Photo-based point labeling data

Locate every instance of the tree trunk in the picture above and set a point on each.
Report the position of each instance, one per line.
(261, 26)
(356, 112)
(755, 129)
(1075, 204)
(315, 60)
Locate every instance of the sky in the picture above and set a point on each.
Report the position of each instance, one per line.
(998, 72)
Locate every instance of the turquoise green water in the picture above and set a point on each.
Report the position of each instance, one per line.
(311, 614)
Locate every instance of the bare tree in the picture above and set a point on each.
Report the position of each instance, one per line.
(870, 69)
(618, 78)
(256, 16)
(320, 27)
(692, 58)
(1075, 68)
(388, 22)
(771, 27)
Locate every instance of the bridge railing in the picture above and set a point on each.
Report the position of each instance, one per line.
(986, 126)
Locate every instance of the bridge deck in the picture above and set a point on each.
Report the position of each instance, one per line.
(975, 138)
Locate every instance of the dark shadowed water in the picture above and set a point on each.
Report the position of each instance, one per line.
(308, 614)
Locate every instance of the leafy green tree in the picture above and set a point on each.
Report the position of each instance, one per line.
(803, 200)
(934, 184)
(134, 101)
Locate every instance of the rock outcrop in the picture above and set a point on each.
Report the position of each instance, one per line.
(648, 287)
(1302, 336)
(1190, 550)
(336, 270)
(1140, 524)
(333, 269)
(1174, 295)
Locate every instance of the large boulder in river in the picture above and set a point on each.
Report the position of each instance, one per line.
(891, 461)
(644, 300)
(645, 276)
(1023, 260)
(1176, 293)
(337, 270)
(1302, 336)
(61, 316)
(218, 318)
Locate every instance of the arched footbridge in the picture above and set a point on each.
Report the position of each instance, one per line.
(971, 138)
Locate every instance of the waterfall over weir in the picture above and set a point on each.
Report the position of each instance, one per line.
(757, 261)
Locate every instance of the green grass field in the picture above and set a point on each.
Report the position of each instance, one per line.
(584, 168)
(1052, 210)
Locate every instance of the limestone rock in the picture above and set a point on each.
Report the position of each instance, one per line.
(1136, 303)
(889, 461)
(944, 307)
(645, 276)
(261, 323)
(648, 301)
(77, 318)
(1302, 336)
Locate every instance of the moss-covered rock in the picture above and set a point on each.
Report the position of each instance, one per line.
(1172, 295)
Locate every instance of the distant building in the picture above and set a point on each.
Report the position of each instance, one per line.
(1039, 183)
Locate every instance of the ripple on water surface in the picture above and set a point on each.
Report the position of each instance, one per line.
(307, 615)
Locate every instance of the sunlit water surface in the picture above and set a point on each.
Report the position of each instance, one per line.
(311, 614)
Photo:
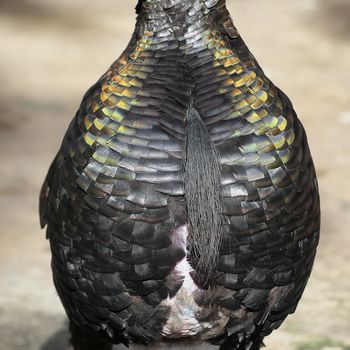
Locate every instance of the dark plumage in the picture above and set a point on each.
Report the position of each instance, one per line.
(183, 202)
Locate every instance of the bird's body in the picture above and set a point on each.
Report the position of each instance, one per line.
(183, 202)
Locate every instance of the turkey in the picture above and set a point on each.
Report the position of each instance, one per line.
(183, 203)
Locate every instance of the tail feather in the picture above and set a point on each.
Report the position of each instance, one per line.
(202, 176)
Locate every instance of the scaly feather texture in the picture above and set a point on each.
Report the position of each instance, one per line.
(232, 238)
(203, 197)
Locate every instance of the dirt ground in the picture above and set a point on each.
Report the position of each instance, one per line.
(52, 51)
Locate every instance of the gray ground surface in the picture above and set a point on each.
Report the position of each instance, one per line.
(51, 52)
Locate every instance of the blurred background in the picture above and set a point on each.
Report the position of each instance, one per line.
(51, 52)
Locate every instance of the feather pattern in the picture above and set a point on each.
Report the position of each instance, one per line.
(116, 194)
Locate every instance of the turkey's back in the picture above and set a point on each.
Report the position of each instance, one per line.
(132, 259)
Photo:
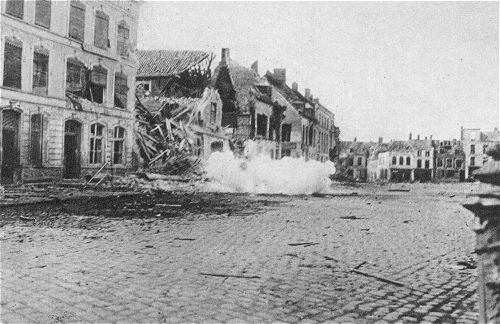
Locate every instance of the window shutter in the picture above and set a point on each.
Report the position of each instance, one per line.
(12, 64)
(101, 30)
(77, 21)
(121, 90)
(98, 76)
(122, 40)
(15, 8)
(42, 13)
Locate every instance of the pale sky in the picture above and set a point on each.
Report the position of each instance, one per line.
(384, 68)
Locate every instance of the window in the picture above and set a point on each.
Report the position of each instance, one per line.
(286, 132)
(12, 64)
(199, 146)
(101, 30)
(77, 20)
(15, 8)
(40, 71)
(261, 125)
(121, 90)
(36, 124)
(213, 112)
(42, 13)
(98, 81)
(95, 151)
(122, 41)
(118, 139)
(76, 77)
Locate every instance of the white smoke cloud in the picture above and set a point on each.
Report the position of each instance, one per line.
(258, 173)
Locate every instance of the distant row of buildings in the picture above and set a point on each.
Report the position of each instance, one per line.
(417, 159)
(262, 108)
(69, 79)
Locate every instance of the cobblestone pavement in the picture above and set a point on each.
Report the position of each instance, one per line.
(156, 260)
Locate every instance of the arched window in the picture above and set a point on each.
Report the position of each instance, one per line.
(42, 13)
(77, 20)
(96, 143)
(122, 39)
(13, 50)
(101, 30)
(121, 90)
(76, 77)
(15, 8)
(36, 130)
(118, 140)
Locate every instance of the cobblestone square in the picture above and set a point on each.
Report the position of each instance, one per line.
(362, 255)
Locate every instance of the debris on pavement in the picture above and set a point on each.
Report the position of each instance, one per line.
(228, 275)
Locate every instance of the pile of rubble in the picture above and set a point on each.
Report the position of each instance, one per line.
(169, 130)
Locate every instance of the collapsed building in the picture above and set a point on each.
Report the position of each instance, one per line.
(179, 114)
(264, 109)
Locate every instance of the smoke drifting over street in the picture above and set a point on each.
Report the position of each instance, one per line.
(256, 172)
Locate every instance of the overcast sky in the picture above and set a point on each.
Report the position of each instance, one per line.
(385, 69)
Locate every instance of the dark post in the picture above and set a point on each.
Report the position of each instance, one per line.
(487, 212)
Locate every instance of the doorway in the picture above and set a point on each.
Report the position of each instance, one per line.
(10, 145)
(72, 144)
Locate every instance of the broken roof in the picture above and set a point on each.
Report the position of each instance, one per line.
(158, 63)
(244, 81)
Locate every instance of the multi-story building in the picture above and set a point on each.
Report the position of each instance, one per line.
(248, 111)
(298, 116)
(67, 95)
(450, 160)
(402, 161)
(353, 159)
(475, 145)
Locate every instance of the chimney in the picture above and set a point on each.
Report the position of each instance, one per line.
(307, 93)
(280, 75)
(255, 67)
(225, 58)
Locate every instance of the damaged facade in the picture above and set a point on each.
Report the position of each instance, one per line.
(475, 145)
(353, 159)
(264, 109)
(183, 114)
(450, 161)
(67, 102)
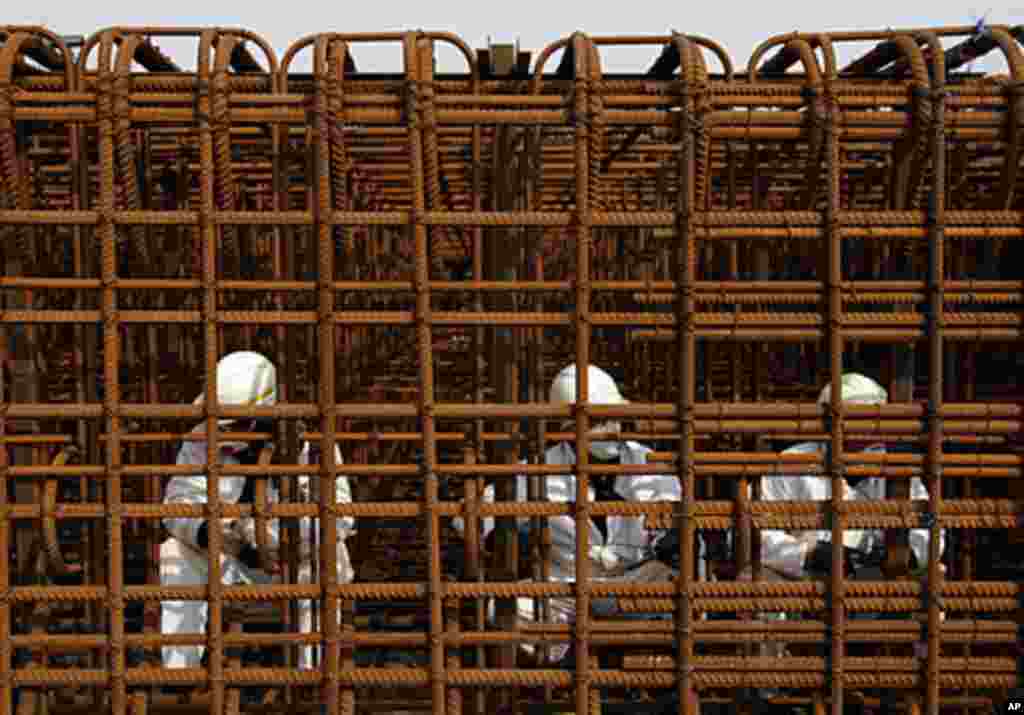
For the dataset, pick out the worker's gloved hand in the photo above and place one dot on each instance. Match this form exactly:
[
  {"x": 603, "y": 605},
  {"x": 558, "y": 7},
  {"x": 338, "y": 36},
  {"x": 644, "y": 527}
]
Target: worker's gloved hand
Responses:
[
  {"x": 818, "y": 561},
  {"x": 231, "y": 540}
]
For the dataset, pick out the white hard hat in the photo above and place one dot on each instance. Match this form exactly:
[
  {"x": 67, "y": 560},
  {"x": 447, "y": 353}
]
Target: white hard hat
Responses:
[
  {"x": 858, "y": 389},
  {"x": 245, "y": 379},
  {"x": 601, "y": 388}
]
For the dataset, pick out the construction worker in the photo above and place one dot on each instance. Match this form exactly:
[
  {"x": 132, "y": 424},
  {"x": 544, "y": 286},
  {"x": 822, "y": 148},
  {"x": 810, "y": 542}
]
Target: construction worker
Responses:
[
  {"x": 788, "y": 555},
  {"x": 617, "y": 544},
  {"x": 243, "y": 379}
]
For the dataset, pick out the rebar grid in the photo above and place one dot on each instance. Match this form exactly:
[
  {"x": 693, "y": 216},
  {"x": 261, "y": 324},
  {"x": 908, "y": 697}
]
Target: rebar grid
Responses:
[{"x": 419, "y": 254}]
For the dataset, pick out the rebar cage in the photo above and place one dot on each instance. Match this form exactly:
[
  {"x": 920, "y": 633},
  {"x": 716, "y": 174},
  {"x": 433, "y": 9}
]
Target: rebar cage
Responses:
[{"x": 419, "y": 254}]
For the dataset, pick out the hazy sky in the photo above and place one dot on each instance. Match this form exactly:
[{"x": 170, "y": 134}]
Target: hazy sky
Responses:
[{"x": 738, "y": 26}]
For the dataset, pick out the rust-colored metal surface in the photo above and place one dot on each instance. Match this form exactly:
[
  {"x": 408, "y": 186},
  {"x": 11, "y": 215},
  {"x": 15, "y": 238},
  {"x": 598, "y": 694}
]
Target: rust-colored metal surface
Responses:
[{"x": 420, "y": 254}]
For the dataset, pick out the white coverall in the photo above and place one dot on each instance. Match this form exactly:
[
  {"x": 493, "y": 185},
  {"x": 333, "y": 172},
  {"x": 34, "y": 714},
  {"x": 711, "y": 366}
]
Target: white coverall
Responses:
[
  {"x": 182, "y": 563},
  {"x": 783, "y": 552},
  {"x": 628, "y": 537}
]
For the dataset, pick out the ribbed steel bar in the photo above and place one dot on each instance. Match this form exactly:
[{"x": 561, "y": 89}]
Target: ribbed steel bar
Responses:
[{"x": 373, "y": 230}]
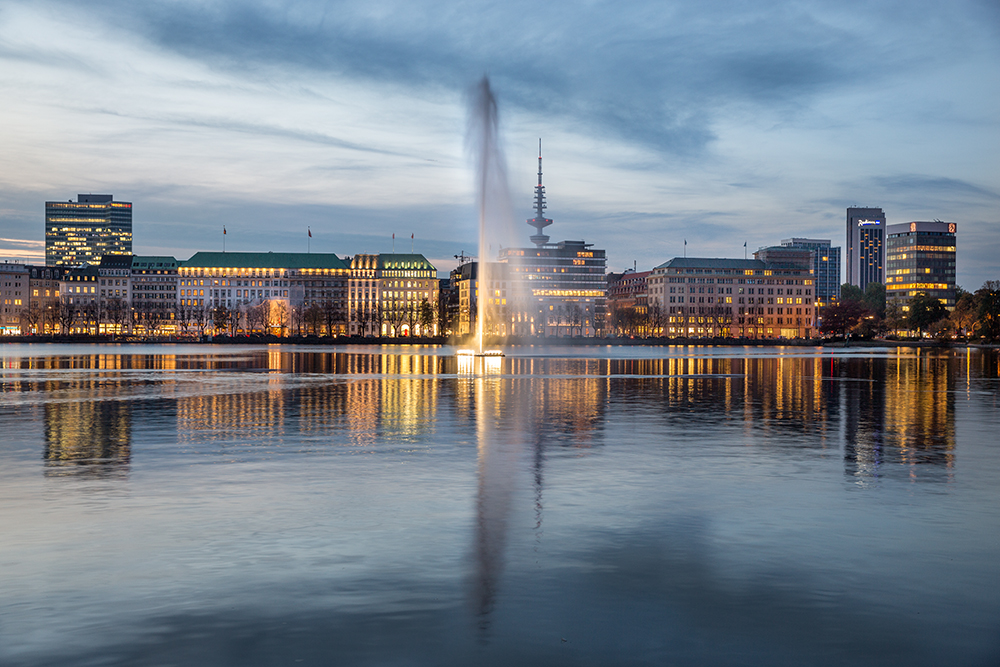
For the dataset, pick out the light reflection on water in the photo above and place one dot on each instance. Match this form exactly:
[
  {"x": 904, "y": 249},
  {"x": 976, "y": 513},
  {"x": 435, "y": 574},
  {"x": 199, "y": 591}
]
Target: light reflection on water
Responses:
[{"x": 371, "y": 505}]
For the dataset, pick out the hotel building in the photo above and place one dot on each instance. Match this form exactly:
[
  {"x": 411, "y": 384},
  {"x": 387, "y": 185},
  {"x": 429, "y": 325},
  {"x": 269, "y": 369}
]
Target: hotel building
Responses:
[
  {"x": 13, "y": 297},
  {"x": 825, "y": 266},
  {"x": 387, "y": 293},
  {"x": 921, "y": 259},
  {"x": 865, "y": 246},
  {"x": 712, "y": 298},
  {"x": 83, "y": 231}
]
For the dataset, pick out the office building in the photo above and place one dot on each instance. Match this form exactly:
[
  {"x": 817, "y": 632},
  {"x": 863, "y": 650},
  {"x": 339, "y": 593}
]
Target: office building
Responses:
[
  {"x": 920, "y": 259},
  {"x": 81, "y": 232},
  {"x": 825, "y": 265},
  {"x": 713, "y": 298},
  {"x": 865, "y": 246},
  {"x": 13, "y": 297}
]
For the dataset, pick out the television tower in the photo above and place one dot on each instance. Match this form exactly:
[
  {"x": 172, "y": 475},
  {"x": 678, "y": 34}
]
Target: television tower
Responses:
[{"x": 539, "y": 222}]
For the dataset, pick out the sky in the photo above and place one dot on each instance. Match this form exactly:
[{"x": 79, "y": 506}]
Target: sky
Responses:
[{"x": 717, "y": 123}]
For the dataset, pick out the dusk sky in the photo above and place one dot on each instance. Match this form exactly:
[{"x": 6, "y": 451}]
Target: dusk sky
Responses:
[{"x": 715, "y": 122}]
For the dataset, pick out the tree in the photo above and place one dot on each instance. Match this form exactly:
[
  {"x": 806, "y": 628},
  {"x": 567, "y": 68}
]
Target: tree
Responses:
[
  {"x": 988, "y": 317},
  {"x": 278, "y": 316},
  {"x": 67, "y": 316},
  {"x": 30, "y": 317},
  {"x": 924, "y": 311},
  {"x": 426, "y": 318},
  {"x": 118, "y": 313},
  {"x": 220, "y": 318},
  {"x": 841, "y": 317},
  {"x": 874, "y": 299},
  {"x": 966, "y": 312}
]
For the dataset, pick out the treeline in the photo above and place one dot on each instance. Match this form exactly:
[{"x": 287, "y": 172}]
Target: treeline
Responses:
[{"x": 976, "y": 316}]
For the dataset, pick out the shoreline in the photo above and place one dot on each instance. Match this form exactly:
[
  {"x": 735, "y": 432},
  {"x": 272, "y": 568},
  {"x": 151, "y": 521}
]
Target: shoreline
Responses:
[{"x": 513, "y": 341}]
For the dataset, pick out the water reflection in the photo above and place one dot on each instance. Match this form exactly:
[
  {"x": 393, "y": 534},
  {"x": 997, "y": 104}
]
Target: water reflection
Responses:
[{"x": 92, "y": 438}]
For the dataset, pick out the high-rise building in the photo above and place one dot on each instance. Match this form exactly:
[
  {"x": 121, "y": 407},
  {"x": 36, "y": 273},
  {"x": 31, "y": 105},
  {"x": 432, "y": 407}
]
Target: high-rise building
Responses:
[
  {"x": 553, "y": 289},
  {"x": 865, "y": 246},
  {"x": 81, "y": 232},
  {"x": 825, "y": 265},
  {"x": 921, "y": 258}
]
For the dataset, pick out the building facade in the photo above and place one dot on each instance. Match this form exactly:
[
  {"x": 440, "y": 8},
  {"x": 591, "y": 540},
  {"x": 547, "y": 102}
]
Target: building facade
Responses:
[
  {"x": 83, "y": 231},
  {"x": 865, "y": 246},
  {"x": 392, "y": 295},
  {"x": 553, "y": 289},
  {"x": 825, "y": 265},
  {"x": 269, "y": 292},
  {"x": 14, "y": 290},
  {"x": 627, "y": 305},
  {"x": 921, "y": 259},
  {"x": 713, "y": 298},
  {"x": 154, "y": 289}
]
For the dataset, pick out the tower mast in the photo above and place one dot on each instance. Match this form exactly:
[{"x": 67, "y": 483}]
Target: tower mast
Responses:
[{"x": 539, "y": 222}]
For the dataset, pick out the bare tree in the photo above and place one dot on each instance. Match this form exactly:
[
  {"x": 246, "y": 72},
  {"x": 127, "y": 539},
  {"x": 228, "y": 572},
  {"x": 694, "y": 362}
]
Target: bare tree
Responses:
[
  {"x": 257, "y": 317},
  {"x": 117, "y": 311},
  {"x": 30, "y": 317},
  {"x": 278, "y": 316},
  {"x": 67, "y": 316},
  {"x": 426, "y": 318},
  {"x": 378, "y": 317}
]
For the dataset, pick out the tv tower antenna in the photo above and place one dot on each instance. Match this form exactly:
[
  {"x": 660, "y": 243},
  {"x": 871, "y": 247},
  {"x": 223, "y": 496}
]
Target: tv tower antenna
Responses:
[{"x": 539, "y": 222}]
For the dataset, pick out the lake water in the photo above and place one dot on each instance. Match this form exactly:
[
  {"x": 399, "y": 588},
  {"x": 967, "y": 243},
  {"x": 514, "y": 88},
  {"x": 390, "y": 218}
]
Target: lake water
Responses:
[{"x": 208, "y": 505}]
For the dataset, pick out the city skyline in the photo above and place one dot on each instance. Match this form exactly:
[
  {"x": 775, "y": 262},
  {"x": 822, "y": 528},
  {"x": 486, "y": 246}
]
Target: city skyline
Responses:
[{"x": 741, "y": 125}]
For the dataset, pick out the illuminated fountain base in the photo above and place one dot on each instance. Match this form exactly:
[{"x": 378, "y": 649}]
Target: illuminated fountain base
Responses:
[{"x": 484, "y": 353}]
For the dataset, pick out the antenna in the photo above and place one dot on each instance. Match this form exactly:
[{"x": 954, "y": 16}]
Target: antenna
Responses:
[{"x": 539, "y": 222}]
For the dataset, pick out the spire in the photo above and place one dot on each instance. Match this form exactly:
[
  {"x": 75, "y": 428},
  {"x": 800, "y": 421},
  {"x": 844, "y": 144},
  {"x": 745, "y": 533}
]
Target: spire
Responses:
[{"x": 539, "y": 222}]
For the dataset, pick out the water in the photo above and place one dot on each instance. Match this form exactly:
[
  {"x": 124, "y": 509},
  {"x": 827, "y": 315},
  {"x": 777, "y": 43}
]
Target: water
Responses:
[{"x": 580, "y": 506}]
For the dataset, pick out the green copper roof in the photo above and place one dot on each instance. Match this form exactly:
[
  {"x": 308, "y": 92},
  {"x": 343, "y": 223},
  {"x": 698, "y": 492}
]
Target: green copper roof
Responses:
[
  {"x": 393, "y": 261},
  {"x": 154, "y": 262},
  {"x": 265, "y": 260}
]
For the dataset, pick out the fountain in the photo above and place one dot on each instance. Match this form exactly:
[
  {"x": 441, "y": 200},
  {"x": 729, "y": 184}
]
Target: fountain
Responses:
[{"x": 496, "y": 219}]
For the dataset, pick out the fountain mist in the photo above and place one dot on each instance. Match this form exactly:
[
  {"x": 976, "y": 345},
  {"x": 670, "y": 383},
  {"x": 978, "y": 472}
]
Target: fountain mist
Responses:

## TASK OBJECTIVE
Reproduce the lines of the entries verbatim, beginning with the line containing "Locate every instance of the waterfall" and continuing through the line containing "(1052, 210)".

## RESPONSE
Locate every instance of the waterfall over weir in the picture above and set a point on each.
Report the position of each instance, one per line.
(757, 261)
Locate every instance of the green grass field in the picture above and set a point on each.
Report the position of each instance, one per line.
(584, 168)
(1052, 210)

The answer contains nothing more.